**What to produce:** The answer must be every line of the records below that contains the word "positive", copied out.

[Entries provided — start]

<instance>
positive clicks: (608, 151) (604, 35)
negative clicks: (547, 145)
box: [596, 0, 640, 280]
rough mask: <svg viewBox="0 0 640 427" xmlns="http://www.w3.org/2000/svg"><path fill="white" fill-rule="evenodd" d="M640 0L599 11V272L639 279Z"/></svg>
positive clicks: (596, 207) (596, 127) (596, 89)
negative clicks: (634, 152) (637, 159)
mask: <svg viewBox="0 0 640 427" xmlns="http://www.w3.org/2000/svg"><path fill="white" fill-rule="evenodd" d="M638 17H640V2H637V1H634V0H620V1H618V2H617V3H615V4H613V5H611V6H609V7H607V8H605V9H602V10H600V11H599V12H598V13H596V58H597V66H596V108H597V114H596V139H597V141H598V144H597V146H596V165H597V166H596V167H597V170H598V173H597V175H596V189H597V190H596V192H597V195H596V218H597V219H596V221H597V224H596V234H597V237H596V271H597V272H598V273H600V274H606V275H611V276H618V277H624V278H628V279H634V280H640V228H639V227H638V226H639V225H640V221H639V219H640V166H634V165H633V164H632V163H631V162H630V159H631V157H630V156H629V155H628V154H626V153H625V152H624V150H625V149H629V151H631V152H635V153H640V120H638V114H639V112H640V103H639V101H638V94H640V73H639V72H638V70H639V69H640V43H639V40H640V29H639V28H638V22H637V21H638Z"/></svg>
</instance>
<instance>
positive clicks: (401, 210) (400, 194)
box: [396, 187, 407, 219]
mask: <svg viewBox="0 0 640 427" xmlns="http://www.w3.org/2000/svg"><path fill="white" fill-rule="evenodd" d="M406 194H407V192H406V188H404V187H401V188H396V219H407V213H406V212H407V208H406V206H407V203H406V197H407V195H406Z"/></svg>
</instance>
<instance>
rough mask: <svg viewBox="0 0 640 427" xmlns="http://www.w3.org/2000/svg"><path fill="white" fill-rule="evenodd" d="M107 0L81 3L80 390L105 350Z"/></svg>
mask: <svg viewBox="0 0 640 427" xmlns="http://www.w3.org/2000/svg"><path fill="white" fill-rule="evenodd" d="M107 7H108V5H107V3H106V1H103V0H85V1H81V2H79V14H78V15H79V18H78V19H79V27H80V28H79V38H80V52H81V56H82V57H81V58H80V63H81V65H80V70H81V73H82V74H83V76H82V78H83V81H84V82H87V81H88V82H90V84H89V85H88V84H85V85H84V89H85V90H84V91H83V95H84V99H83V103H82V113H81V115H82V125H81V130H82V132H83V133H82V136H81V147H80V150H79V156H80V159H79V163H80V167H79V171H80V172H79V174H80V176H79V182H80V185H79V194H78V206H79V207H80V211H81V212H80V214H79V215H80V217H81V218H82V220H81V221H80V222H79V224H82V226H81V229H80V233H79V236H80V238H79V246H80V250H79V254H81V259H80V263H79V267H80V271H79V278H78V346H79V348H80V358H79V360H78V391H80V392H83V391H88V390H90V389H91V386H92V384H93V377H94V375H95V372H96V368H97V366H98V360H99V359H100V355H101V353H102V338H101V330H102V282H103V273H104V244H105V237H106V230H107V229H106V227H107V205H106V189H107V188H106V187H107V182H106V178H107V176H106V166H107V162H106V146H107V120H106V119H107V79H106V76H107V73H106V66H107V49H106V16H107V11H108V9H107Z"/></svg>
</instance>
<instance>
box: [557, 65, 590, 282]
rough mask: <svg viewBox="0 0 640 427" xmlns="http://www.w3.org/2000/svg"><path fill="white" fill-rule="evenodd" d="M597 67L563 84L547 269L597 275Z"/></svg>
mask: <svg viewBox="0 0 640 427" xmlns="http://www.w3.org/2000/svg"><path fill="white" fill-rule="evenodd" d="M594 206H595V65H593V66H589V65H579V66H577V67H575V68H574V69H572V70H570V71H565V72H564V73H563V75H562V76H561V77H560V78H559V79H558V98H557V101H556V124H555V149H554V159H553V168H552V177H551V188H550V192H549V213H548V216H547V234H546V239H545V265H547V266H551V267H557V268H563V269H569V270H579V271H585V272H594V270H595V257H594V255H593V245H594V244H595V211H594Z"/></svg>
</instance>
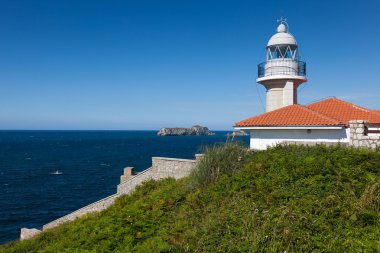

[Entries provided — finish]

**Response:**
positive clicks: (608, 151) (604, 35)
positive clicks: (596, 207) (596, 127) (596, 89)
positive clicks: (401, 210) (400, 194)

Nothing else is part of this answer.